* Begin Data excerpts *

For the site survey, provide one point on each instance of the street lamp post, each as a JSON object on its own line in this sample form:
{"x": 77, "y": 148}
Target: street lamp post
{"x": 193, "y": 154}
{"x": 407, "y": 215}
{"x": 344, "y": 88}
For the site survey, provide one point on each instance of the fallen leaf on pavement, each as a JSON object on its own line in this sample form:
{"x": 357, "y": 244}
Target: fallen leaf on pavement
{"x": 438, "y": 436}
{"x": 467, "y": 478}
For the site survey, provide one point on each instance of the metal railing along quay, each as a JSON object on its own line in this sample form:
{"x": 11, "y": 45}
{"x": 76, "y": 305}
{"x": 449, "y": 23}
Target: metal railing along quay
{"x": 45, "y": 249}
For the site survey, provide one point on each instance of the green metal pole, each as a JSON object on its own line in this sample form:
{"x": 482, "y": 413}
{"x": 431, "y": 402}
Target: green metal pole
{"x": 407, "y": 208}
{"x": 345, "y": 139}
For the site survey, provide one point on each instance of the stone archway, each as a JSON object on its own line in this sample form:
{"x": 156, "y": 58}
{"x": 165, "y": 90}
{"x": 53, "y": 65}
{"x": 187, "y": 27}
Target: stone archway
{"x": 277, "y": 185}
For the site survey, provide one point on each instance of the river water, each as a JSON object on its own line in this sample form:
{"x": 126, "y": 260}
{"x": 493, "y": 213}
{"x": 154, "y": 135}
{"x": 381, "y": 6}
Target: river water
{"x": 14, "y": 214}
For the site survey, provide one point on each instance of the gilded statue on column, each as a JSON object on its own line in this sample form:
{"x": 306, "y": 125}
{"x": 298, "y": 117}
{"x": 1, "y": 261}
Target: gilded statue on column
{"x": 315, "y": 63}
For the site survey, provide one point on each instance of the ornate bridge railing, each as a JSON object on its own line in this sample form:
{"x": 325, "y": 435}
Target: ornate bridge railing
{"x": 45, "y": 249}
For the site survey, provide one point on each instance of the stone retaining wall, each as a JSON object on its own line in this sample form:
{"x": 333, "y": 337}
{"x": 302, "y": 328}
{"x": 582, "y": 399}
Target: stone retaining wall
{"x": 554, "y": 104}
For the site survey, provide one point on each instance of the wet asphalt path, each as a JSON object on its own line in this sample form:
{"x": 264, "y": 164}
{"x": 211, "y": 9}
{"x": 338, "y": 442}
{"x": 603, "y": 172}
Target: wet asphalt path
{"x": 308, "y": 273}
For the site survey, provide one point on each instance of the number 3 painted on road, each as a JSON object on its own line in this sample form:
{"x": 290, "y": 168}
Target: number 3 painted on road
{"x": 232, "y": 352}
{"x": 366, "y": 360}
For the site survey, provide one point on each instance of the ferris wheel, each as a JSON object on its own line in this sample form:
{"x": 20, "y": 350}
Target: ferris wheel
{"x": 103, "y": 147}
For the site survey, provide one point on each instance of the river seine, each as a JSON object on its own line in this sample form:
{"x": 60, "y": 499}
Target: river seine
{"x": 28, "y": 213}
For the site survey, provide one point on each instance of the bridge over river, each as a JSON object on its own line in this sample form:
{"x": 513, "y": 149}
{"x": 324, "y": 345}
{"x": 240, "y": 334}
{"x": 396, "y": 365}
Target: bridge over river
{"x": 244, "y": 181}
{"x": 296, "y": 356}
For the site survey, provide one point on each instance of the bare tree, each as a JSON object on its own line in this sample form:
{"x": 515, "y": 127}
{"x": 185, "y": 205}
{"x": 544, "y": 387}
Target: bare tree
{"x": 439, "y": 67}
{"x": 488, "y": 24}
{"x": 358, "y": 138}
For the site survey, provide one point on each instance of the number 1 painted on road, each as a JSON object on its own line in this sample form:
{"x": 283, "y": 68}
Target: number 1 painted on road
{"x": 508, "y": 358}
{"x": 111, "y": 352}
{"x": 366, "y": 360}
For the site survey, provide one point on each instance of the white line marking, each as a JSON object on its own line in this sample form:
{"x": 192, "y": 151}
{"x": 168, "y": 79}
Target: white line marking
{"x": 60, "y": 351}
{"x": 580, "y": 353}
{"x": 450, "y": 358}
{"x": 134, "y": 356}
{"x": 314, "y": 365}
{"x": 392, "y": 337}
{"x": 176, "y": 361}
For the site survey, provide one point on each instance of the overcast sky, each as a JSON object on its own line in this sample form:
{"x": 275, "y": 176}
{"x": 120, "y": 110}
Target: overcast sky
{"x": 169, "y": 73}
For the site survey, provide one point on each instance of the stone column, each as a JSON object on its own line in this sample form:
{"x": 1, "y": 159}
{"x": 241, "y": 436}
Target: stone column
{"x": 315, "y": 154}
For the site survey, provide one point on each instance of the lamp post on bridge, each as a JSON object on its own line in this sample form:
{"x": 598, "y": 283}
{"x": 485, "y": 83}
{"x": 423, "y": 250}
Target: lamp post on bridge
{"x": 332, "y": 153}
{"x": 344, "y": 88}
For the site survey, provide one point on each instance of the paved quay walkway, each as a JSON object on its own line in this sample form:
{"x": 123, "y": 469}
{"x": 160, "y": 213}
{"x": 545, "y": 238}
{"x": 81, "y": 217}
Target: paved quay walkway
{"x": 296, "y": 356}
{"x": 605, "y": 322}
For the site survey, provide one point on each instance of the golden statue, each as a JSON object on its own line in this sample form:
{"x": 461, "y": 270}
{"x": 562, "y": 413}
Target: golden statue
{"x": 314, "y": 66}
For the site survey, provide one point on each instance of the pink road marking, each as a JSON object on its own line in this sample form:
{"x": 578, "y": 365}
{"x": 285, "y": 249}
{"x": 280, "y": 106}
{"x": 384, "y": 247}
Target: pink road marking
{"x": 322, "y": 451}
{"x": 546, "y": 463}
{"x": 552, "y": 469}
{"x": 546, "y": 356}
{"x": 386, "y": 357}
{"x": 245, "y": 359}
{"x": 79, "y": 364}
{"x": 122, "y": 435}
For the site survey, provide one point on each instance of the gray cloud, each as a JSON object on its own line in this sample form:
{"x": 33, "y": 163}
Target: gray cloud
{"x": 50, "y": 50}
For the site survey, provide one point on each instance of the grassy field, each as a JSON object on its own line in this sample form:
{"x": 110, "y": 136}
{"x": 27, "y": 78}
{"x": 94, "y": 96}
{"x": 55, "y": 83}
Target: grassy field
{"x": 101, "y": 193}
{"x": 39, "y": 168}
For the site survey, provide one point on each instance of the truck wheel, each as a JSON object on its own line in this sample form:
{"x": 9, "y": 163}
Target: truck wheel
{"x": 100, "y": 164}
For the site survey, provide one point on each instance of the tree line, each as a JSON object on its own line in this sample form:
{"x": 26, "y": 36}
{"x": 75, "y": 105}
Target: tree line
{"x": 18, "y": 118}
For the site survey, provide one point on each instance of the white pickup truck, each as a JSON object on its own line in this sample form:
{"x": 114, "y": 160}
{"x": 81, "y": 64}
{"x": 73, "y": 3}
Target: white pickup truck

* End Data excerpts *

Exercise description:
Set out exactly the run of lines that begins at the line holding "of the gray" and ends at the last line of the data.

Solution:
For the site survey, provide one point on each instance of the gray cloud, each as a JSON object on its own line in this sample form:
{"x": 33, "y": 163}
Target: gray cloud
{"x": 50, "y": 50}
For the site survey, provide one point on each instance of the grassy field, each as a JSON object on its own line in this sample form:
{"x": 110, "y": 136}
{"x": 27, "y": 78}
{"x": 94, "y": 96}
{"x": 55, "y": 83}
Target: grassy field
{"x": 101, "y": 193}
{"x": 39, "y": 168}
For the site survey, provide one point on each instance of the truck wheel, each as a JSON object on its own line in this sample form:
{"x": 9, "y": 163}
Target: truck wheel
{"x": 100, "y": 164}
For the site survey, provide one point on each instance of the tree line, each as a JSON object on its own line in this sample form:
{"x": 26, "y": 36}
{"x": 75, "y": 105}
Target: tree line
{"x": 18, "y": 118}
For the site survey, provide one point on each instance of the white pickup truck, each as a JSON object on its own line in this sample form:
{"x": 114, "y": 160}
{"x": 81, "y": 64}
{"x": 73, "y": 3}
Target: white pickup truck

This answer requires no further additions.